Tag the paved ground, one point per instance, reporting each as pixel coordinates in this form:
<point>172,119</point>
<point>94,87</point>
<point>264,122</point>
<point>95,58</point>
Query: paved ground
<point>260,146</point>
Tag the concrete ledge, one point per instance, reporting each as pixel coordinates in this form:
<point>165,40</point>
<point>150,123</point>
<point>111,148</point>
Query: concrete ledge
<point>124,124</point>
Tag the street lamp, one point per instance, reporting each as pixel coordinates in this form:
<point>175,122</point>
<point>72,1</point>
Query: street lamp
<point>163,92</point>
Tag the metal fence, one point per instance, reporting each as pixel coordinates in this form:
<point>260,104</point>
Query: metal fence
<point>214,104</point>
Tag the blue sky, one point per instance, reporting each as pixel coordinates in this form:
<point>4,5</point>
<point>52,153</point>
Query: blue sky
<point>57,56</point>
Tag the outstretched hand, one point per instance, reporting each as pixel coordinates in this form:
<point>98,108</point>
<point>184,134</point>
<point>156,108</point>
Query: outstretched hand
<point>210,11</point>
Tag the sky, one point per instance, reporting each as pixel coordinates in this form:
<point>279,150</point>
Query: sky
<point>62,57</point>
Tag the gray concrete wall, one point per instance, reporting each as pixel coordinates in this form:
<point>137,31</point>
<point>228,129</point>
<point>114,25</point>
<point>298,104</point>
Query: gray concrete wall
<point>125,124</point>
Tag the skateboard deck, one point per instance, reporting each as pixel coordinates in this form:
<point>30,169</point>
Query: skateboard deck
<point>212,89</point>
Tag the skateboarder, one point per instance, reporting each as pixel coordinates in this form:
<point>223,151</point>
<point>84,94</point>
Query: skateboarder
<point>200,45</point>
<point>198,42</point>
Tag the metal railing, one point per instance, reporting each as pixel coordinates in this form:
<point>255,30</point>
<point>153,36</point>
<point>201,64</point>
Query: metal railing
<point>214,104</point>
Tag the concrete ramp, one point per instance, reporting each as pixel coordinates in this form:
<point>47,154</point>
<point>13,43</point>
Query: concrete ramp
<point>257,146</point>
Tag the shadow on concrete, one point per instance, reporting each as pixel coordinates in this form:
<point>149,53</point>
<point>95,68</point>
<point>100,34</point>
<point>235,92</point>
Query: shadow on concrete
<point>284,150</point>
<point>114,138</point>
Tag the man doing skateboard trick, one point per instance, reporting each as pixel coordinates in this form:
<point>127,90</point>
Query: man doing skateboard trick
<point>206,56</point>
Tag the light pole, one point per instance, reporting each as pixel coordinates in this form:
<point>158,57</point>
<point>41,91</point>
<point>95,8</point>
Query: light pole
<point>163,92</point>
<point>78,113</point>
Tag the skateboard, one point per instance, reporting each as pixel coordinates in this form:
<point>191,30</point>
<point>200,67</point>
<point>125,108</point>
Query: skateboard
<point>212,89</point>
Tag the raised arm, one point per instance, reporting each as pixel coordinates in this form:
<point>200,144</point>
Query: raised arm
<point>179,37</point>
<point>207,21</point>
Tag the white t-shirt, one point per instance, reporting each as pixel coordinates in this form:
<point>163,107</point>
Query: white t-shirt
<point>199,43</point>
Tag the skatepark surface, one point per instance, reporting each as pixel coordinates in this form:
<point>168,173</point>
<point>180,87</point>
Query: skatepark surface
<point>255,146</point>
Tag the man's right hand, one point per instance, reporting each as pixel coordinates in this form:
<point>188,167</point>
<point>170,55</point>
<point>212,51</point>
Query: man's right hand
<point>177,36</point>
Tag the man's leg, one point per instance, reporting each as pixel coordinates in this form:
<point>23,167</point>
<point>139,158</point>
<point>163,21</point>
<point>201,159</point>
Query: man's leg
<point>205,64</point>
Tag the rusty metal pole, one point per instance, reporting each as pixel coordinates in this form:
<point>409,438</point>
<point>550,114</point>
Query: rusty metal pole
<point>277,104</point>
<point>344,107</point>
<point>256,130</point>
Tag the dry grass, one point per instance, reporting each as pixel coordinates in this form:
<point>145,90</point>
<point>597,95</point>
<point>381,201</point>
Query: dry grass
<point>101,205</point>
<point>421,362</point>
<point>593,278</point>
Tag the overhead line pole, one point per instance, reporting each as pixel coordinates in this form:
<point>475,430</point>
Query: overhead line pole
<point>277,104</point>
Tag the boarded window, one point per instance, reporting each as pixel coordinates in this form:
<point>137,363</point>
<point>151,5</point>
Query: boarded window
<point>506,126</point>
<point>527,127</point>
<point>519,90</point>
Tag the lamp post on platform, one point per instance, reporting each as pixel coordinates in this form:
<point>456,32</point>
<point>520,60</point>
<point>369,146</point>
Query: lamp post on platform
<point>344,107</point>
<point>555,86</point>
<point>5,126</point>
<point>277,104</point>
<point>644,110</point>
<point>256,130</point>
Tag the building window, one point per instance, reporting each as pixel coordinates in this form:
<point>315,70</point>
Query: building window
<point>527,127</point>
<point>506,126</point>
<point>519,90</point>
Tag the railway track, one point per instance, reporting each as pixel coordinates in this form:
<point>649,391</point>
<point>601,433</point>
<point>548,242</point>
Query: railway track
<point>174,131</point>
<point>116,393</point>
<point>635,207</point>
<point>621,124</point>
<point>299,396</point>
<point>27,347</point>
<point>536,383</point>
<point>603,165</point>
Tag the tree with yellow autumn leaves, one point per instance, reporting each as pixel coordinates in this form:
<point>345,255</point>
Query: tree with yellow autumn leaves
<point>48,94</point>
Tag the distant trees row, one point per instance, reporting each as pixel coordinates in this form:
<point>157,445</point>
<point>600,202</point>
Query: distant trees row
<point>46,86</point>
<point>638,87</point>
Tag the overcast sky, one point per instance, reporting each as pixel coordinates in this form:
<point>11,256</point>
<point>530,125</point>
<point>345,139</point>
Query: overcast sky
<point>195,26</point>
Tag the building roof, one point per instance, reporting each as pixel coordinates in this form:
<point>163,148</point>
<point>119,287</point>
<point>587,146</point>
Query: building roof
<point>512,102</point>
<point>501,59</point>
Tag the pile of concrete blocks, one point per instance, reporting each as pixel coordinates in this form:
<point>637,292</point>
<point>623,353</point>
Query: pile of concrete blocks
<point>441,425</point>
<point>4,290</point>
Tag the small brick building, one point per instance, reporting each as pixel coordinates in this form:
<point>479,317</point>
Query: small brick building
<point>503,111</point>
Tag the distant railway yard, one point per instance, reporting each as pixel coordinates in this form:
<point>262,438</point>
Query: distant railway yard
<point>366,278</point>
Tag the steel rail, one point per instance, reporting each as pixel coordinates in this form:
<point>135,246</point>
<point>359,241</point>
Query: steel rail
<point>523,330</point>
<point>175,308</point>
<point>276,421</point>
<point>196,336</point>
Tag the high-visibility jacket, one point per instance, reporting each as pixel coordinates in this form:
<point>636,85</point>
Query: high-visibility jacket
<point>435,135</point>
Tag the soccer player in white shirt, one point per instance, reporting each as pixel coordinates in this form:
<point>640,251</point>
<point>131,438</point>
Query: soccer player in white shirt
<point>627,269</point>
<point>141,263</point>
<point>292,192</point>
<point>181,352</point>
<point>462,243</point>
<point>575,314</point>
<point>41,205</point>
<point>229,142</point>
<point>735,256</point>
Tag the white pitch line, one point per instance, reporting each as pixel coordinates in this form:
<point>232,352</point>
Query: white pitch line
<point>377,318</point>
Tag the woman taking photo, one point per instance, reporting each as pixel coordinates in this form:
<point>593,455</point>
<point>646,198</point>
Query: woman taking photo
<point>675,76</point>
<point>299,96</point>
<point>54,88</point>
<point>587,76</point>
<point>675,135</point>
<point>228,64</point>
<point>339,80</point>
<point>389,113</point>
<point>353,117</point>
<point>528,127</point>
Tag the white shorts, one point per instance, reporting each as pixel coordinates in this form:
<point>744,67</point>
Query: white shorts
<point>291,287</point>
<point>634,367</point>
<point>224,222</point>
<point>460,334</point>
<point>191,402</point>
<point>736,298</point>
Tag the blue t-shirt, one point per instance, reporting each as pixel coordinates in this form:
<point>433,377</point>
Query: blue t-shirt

++++++++

• _Goal_:
Please rewrite the lines above as a Markdown table, starting at the line that contains "Tag the tree" and ending at the line that contains "<point>638,87</point>", with columns named Row and Content and blank lines left out.

• _Full answer_:
| Row | Content |
|---|---|
| 1 | Tag the tree with yellow autumn leaves, one point per instance, reporting each as pixel coordinates in this form: |
| 2 | <point>345,255</point> |
| 3 | Query: tree with yellow autumn leaves |
| 4 | <point>48,94</point> |
| 5 | Tag the distant trees row, one point per instance, reporting each as pixel coordinates in this form: |
| 6 | <point>157,445</point> |
| 7 | <point>600,202</point> |
| 8 | Query: distant trees row |
| 9 | <point>46,86</point> |
| 10 | <point>638,87</point> |